## What you have to do
Your task is to quote the records from their first line through the line containing "of the firewood", with nothing added or left out.

Stored data entries
((

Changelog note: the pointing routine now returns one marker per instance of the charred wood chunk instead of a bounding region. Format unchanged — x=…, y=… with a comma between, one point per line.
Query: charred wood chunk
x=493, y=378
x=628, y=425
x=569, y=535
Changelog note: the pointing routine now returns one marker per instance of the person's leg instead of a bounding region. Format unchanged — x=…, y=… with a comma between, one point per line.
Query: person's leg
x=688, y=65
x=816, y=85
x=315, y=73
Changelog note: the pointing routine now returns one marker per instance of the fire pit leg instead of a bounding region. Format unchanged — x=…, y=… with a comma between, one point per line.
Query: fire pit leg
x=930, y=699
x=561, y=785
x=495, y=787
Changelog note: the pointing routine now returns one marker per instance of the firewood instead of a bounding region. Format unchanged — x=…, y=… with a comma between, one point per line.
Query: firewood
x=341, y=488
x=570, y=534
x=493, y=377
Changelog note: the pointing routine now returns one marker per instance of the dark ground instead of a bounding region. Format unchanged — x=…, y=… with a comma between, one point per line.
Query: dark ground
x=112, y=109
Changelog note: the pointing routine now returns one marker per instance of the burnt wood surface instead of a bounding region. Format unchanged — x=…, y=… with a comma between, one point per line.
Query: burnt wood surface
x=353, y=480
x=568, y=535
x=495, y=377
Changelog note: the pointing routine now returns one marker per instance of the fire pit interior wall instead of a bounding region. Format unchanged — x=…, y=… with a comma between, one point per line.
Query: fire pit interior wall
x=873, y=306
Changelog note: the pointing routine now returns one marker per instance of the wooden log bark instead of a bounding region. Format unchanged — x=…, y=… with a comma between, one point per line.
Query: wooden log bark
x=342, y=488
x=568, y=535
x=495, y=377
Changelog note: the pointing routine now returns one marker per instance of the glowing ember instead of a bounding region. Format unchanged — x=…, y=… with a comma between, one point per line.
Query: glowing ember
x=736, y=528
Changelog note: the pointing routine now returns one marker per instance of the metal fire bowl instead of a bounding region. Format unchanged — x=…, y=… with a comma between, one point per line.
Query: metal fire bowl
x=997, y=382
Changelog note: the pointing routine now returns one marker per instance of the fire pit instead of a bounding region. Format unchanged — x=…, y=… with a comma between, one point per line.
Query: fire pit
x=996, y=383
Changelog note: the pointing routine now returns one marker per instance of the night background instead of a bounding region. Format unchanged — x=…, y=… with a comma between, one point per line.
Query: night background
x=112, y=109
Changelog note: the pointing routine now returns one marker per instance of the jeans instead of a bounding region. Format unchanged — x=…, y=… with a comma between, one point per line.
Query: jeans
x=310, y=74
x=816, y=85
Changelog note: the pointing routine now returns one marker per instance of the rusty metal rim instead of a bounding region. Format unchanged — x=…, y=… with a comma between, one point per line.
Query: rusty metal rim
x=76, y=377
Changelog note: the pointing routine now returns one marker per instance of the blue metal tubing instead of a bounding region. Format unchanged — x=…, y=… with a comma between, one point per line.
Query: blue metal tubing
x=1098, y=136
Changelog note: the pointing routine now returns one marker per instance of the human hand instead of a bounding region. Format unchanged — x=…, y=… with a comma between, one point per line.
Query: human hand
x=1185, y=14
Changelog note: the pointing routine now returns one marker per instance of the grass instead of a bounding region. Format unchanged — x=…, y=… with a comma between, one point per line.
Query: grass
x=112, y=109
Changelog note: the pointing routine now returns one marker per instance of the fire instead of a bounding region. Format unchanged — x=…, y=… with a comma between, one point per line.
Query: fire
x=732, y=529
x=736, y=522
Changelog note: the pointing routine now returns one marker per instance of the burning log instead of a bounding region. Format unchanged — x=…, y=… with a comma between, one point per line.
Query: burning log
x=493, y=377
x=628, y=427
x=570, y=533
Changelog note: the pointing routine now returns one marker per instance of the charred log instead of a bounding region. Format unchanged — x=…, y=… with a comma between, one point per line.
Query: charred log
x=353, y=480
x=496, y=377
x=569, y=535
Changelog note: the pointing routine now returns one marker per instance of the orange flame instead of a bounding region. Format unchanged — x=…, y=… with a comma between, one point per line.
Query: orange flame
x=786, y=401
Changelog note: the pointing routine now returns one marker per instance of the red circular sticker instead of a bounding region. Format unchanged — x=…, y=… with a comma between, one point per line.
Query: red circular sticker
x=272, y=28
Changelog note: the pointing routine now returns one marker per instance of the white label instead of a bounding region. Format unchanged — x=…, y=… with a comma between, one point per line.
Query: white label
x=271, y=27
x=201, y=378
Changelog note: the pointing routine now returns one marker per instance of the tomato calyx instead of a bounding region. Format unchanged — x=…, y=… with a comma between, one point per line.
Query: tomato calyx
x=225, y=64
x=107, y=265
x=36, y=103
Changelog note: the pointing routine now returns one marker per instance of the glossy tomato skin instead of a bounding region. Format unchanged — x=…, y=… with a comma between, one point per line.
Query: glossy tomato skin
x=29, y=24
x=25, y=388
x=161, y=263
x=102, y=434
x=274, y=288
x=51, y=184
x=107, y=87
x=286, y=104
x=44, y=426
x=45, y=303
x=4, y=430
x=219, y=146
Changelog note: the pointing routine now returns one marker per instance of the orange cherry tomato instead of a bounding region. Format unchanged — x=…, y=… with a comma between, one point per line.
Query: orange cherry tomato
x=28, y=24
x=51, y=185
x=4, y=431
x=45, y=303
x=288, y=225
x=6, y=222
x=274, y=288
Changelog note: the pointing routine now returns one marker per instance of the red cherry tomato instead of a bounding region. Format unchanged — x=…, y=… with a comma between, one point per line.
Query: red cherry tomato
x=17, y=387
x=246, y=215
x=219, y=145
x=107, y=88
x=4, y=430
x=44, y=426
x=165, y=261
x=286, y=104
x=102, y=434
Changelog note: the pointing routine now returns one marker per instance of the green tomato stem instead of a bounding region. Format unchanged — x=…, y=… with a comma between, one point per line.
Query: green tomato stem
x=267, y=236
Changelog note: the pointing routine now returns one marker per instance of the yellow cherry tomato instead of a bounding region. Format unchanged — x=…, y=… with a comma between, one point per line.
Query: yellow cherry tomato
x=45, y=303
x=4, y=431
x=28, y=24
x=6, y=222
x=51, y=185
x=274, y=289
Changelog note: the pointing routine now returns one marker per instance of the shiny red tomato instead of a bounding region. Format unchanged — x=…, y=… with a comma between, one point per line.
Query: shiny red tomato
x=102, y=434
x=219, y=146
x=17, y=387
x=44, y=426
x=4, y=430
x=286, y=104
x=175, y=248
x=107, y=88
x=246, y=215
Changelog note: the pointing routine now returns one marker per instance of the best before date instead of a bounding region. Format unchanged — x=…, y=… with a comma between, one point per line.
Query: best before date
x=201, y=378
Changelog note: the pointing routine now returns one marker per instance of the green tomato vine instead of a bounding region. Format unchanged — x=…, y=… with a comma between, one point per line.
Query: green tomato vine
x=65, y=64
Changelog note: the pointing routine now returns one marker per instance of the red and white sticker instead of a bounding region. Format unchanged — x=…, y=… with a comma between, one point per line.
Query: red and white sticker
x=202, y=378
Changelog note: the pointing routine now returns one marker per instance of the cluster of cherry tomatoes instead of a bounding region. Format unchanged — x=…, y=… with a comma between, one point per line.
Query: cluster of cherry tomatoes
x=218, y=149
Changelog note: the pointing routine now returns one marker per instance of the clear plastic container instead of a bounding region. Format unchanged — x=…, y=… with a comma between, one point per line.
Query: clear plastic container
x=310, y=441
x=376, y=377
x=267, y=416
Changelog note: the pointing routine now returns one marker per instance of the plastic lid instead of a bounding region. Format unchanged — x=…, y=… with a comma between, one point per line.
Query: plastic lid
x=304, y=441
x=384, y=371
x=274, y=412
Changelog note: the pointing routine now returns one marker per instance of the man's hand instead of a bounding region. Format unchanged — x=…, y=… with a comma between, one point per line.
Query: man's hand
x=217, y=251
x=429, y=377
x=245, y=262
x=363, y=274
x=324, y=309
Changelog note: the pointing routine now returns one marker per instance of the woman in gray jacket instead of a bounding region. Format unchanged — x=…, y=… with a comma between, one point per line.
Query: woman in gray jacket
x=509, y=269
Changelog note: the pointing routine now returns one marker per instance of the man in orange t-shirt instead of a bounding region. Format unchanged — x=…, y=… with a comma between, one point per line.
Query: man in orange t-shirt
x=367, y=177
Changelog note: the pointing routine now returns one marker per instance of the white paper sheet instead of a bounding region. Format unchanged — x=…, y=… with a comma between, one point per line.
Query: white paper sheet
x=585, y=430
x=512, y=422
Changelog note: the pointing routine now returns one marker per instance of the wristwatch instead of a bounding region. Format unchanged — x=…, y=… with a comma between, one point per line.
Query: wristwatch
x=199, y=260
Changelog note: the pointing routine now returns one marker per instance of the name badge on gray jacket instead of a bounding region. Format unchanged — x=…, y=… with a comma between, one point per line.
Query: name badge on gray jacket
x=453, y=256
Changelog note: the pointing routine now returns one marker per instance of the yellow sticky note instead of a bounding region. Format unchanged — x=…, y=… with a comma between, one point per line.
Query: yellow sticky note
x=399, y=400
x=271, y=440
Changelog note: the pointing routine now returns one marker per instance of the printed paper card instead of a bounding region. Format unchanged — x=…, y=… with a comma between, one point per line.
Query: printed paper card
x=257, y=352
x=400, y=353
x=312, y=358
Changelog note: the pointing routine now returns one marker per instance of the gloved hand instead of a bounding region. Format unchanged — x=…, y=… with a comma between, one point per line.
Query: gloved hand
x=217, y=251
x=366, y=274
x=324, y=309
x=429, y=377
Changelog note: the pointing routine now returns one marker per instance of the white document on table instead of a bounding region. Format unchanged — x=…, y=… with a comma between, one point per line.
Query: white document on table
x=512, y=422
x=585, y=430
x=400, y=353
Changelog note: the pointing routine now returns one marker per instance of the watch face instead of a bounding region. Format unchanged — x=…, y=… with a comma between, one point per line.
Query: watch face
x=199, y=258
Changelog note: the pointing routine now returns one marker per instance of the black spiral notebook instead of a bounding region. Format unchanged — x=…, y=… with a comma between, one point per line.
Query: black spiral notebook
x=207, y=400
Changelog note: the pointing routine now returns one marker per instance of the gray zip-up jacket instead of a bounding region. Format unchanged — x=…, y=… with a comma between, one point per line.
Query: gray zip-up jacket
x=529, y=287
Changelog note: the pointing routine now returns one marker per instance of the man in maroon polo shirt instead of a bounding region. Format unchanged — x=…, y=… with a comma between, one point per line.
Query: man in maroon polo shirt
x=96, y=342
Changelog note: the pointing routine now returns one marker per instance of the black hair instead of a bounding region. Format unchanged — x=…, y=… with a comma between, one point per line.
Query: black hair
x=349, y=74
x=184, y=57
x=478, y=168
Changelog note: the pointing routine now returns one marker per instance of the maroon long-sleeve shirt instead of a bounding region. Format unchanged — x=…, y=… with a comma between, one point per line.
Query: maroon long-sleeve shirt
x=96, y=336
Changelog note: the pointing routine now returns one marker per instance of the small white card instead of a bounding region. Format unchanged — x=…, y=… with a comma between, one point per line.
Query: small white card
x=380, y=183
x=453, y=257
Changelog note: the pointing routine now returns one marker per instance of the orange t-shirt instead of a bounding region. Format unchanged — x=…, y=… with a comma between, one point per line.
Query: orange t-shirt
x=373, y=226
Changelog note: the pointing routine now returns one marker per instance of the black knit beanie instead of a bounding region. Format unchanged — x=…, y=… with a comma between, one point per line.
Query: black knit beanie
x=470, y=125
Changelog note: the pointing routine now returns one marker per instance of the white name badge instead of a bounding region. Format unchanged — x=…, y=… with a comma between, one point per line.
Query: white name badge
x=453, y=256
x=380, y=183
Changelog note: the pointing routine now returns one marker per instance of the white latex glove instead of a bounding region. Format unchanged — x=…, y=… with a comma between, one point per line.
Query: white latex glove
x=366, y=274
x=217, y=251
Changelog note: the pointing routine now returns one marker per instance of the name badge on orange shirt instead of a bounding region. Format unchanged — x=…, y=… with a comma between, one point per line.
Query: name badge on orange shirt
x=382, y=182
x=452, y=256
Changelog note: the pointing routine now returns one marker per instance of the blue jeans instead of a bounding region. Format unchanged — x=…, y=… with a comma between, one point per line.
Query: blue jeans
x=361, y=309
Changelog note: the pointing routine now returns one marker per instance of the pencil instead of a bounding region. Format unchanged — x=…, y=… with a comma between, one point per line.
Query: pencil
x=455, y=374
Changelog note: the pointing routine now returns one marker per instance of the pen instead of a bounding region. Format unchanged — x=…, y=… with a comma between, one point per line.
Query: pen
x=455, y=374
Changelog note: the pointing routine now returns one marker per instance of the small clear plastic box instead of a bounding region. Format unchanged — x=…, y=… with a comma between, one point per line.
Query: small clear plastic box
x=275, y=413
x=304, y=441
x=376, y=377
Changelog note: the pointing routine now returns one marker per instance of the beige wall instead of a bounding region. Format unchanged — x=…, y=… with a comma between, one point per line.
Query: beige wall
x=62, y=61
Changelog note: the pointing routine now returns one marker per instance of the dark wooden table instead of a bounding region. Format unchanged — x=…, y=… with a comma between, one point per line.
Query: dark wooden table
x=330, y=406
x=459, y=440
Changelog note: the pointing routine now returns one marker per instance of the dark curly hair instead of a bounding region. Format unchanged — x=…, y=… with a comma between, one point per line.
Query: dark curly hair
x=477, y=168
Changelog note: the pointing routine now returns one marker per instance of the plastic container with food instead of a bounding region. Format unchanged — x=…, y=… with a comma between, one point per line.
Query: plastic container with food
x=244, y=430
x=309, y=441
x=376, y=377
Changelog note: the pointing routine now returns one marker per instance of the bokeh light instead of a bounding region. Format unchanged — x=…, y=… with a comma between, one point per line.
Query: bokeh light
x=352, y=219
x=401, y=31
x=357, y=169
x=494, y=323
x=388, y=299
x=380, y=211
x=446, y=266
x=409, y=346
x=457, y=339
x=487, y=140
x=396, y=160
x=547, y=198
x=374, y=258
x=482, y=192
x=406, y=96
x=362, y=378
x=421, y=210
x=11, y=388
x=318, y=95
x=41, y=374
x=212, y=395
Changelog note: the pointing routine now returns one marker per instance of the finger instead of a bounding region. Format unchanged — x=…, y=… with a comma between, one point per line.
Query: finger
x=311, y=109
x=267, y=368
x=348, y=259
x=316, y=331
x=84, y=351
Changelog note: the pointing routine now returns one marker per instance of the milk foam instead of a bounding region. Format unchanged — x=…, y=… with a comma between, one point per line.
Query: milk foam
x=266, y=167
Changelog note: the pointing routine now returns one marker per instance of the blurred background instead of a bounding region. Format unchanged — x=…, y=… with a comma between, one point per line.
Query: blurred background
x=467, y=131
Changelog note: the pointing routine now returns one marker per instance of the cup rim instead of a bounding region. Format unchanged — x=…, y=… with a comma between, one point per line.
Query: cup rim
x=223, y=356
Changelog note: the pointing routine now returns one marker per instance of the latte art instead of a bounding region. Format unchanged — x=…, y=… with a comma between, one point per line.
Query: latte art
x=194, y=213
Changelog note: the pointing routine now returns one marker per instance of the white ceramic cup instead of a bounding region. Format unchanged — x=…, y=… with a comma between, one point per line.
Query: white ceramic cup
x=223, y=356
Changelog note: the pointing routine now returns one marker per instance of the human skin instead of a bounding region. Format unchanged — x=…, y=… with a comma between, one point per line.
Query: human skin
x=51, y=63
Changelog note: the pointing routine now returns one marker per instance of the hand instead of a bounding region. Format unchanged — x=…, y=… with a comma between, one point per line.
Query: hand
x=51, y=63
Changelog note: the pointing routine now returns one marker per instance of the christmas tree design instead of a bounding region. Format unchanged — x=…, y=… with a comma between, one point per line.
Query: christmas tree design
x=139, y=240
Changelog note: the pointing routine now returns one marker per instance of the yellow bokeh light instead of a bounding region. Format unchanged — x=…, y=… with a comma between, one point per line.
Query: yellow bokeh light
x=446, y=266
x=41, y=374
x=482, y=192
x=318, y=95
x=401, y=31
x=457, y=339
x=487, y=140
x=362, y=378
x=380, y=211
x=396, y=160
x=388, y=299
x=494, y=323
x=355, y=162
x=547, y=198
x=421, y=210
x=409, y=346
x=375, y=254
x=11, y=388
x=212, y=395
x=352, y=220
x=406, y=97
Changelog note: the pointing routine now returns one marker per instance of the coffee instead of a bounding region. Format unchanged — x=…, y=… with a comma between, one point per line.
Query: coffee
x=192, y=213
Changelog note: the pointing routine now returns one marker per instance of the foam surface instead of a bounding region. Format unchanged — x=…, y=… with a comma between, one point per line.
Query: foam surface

))

## Your solution
Changelog note: the pointing routine now returns one marker per instance of the charred wood chunk instead of a bounding region. Format unchanged — x=…, y=… with a comma between, one point per line.
Query: charred wood chunk
x=493, y=378
x=628, y=425
x=569, y=535
Changelog note: the pointing routine now returns one marker per instance of the person's leg instead of a bounding region. Format unchanged — x=…, y=… with a comma between, one point per line.
Query: person's leg
x=688, y=65
x=816, y=85
x=315, y=73
Changelog note: the pointing routine now returns one marker per instance of the fire pit leg instead of a bounding region. Format unchanged — x=…, y=… with a comma between, one point per line.
Query: fire pit leg
x=930, y=699
x=561, y=785
x=495, y=787
Changelog note: the pointing routine now returns one marker per instance of the firewood instead of a bounding region. Format unchanged — x=…, y=… with a comma between, one point per line.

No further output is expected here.